Action item:
Retype every line from the start of the entries below down to the line with "point(105, 206)", both ends included; skip the pictures.

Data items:
====

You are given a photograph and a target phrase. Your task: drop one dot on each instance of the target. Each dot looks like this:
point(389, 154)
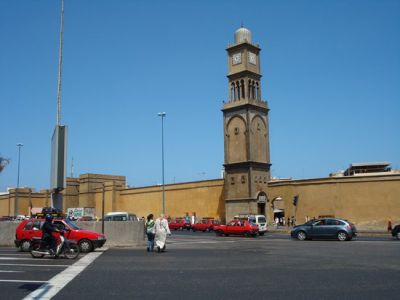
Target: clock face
point(236, 58)
point(252, 58)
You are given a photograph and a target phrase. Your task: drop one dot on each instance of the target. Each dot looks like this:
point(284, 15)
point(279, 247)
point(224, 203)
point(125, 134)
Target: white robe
point(162, 229)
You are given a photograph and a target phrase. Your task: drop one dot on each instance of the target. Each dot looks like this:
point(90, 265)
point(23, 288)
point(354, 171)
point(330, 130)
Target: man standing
point(162, 229)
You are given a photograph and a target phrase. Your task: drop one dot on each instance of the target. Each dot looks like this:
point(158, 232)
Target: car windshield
point(72, 224)
point(310, 222)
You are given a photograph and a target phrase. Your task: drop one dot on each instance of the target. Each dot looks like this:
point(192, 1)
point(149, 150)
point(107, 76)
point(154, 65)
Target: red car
point(86, 239)
point(206, 224)
point(237, 227)
point(179, 223)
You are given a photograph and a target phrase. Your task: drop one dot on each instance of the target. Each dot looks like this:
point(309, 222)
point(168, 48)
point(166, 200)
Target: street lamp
point(19, 145)
point(162, 115)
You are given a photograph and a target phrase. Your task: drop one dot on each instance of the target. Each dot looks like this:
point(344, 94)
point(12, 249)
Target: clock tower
point(246, 134)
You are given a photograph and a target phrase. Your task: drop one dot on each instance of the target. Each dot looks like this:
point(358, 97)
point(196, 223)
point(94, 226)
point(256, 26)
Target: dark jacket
point(48, 228)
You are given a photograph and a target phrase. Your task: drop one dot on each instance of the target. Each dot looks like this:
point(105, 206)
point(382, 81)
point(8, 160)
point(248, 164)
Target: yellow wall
point(368, 201)
point(203, 198)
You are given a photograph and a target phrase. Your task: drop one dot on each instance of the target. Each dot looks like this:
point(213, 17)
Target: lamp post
point(19, 145)
point(162, 115)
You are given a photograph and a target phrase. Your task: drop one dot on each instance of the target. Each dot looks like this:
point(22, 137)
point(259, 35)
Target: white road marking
point(57, 283)
point(18, 258)
point(23, 281)
point(32, 265)
point(5, 271)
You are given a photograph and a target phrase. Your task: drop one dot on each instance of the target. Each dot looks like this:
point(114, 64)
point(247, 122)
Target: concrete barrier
point(129, 233)
point(122, 234)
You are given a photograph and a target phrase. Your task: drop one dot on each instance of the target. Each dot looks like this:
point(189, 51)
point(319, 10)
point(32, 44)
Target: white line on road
point(18, 258)
point(24, 281)
point(5, 271)
point(57, 283)
point(32, 265)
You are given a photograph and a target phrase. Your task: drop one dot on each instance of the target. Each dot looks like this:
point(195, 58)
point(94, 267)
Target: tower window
point(242, 88)
point(233, 92)
point(238, 90)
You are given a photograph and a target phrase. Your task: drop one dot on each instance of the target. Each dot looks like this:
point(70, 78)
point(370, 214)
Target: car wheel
point(36, 248)
point(25, 246)
point(342, 236)
point(72, 252)
point(301, 236)
point(85, 246)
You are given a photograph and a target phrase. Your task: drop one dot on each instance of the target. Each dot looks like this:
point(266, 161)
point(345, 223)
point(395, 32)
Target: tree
point(3, 163)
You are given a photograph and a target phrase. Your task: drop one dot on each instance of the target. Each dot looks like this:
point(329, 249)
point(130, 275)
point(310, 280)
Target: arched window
point(233, 95)
point(242, 88)
point(249, 89)
point(258, 96)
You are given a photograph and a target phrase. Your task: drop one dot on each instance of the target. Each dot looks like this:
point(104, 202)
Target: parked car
point(260, 220)
point(179, 223)
point(237, 227)
point(206, 224)
point(86, 239)
point(396, 232)
point(120, 216)
point(325, 228)
point(86, 219)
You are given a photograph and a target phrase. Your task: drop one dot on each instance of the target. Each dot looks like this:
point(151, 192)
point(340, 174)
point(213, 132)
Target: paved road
point(203, 266)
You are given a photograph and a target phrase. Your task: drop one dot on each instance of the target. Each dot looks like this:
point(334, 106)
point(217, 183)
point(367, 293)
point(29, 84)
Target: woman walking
point(151, 232)
point(162, 229)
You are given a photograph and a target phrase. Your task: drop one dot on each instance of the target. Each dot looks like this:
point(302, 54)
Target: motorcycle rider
point(48, 228)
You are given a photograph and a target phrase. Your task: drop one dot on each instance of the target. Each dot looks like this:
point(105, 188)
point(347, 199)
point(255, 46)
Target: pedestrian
point(390, 225)
point(162, 230)
point(150, 227)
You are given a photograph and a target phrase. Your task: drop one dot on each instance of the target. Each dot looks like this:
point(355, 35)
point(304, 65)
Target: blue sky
point(331, 76)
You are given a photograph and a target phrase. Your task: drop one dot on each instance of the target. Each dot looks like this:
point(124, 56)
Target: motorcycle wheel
point(72, 251)
point(36, 247)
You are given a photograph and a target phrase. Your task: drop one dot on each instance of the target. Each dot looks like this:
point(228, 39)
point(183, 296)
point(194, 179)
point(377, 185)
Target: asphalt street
point(204, 266)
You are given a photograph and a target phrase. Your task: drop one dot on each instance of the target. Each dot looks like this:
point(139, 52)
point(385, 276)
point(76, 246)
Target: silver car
point(325, 228)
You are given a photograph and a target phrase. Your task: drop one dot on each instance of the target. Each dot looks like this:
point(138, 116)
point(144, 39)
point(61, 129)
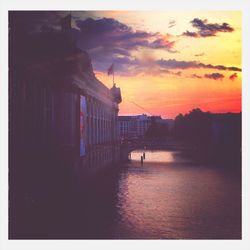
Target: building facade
point(59, 110)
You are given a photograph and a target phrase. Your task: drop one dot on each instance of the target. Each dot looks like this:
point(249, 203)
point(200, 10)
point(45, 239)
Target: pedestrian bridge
point(155, 144)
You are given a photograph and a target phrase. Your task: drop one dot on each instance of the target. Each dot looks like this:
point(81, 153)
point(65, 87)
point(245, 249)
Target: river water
point(171, 197)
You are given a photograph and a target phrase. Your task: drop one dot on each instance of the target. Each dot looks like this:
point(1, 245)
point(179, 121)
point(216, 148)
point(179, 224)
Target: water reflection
point(170, 197)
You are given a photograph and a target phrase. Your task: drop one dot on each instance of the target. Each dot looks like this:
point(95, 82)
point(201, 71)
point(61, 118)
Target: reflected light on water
point(170, 198)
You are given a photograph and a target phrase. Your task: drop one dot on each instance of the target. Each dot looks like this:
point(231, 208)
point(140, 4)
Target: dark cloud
point(171, 23)
point(191, 34)
point(200, 54)
point(108, 40)
point(214, 76)
point(196, 76)
point(233, 76)
point(206, 29)
point(174, 64)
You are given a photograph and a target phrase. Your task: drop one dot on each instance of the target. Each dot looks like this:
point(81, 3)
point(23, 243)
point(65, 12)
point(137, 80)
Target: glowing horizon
point(179, 90)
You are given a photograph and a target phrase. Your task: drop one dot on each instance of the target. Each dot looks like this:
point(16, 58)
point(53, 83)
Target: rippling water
point(171, 197)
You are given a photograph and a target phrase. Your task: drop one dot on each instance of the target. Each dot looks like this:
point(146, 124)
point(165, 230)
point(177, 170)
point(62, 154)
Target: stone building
point(62, 117)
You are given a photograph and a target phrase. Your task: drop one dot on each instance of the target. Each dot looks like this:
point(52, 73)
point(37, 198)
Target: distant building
point(136, 126)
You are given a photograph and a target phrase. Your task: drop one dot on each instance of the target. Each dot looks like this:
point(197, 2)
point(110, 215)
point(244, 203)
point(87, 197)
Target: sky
point(165, 63)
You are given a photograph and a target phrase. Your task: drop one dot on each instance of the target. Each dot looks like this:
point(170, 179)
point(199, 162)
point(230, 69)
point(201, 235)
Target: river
point(171, 197)
point(168, 197)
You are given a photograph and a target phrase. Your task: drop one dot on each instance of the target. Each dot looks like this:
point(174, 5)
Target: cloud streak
point(233, 76)
point(174, 64)
point(205, 29)
point(214, 76)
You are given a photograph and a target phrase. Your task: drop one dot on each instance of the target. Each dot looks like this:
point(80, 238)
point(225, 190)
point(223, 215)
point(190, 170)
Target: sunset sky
point(166, 62)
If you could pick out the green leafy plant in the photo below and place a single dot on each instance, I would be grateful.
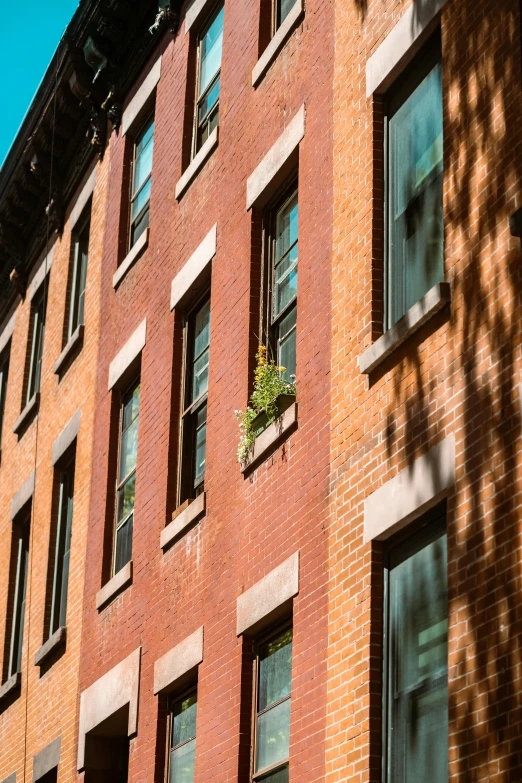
(269, 384)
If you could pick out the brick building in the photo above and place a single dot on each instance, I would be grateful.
(343, 604)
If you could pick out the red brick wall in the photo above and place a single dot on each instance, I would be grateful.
(253, 524)
(459, 375)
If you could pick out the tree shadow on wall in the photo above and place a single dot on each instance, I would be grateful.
(483, 186)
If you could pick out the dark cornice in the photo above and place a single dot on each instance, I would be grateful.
(67, 126)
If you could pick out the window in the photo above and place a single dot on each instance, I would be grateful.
(415, 252)
(272, 714)
(36, 343)
(21, 555)
(282, 284)
(126, 484)
(281, 9)
(416, 659)
(141, 180)
(79, 275)
(194, 417)
(65, 478)
(183, 739)
(209, 73)
(4, 371)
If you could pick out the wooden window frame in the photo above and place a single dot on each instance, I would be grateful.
(173, 699)
(36, 343)
(150, 118)
(270, 634)
(124, 394)
(187, 488)
(395, 97)
(269, 323)
(211, 16)
(82, 229)
(428, 529)
(65, 515)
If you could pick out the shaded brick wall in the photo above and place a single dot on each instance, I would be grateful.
(459, 375)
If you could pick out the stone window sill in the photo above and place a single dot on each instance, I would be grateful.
(197, 163)
(130, 259)
(11, 686)
(54, 643)
(28, 414)
(73, 347)
(277, 42)
(184, 517)
(427, 307)
(269, 438)
(114, 587)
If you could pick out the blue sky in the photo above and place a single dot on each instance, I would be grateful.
(29, 34)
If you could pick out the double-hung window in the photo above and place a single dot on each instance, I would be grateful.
(414, 174)
(272, 713)
(416, 659)
(4, 371)
(20, 543)
(282, 301)
(36, 340)
(79, 275)
(210, 46)
(126, 483)
(194, 418)
(183, 739)
(141, 180)
(281, 9)
(65, 480)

====

Exercise result:
You are given a photograph and a target phrase. Your task: drop one dot on each instance of the target. Each dot looks like this:
point(389, 154)
Target: clock face
point(236, 58)
point(252, 58)
You are given a photograph and a target phrase. Your task: drop one dot on each instance of the target. Each dot looks like this:
point(284, 15)
point(279, 247)
point(224, 203)
point(125, 134)
Target: white robe
point(162, 229)
You are given a photograph and a target phrase. Your task: drop one dot on each instance of the target. Each dot looks like this:
point(90, 265)
point(23, 288)
point(354, 171)
point(330, 130)
Target: man standing
point(162, 229)
You are given a photograph and a target phrase. Your task: drop one dot on each instance of the target. Each dot looks like this:
point(158, 232)
Target: car windshield
point(72, 224)
point(310, 222)
You are given a photograph and a target phrase. Your task: drop one dot on each instance of the target. Each dot looks like this:
point(192, 1)
point(149, 150)
point(107, 76)
point(154, 65)
Target: red car
point(86, 239)
point(206, 224)
point(237, 227)
point(179, 223)
You are given a photograph and a target phrase. Your task: drop one dot on each instance of the target. Each dot looks like this:
point(309, 222)
point(168, 48)
point(166, 200)
Target: street lamp
point(19, 145)
point(162, 115)
You are given a photograph and a target phrase. Your task: drop one dot on each instance of the target. Each dot looks like this:
point(344, 94)
point(12, 249)
Target: clock tower
point(246, 134)
You are given a photograph and a target phrase. Your task: drop one dot on each instance of the target. Each dot looks like this:
point(358, 97)
point(196, 223)
point(94, 226)
point(256, 26)
Target: dark jacket
point(48, 228)
You are given a photograph and a target phrase. Your task: drop one dot on each instance of the target. Each dot looks like this:
point(105, 206)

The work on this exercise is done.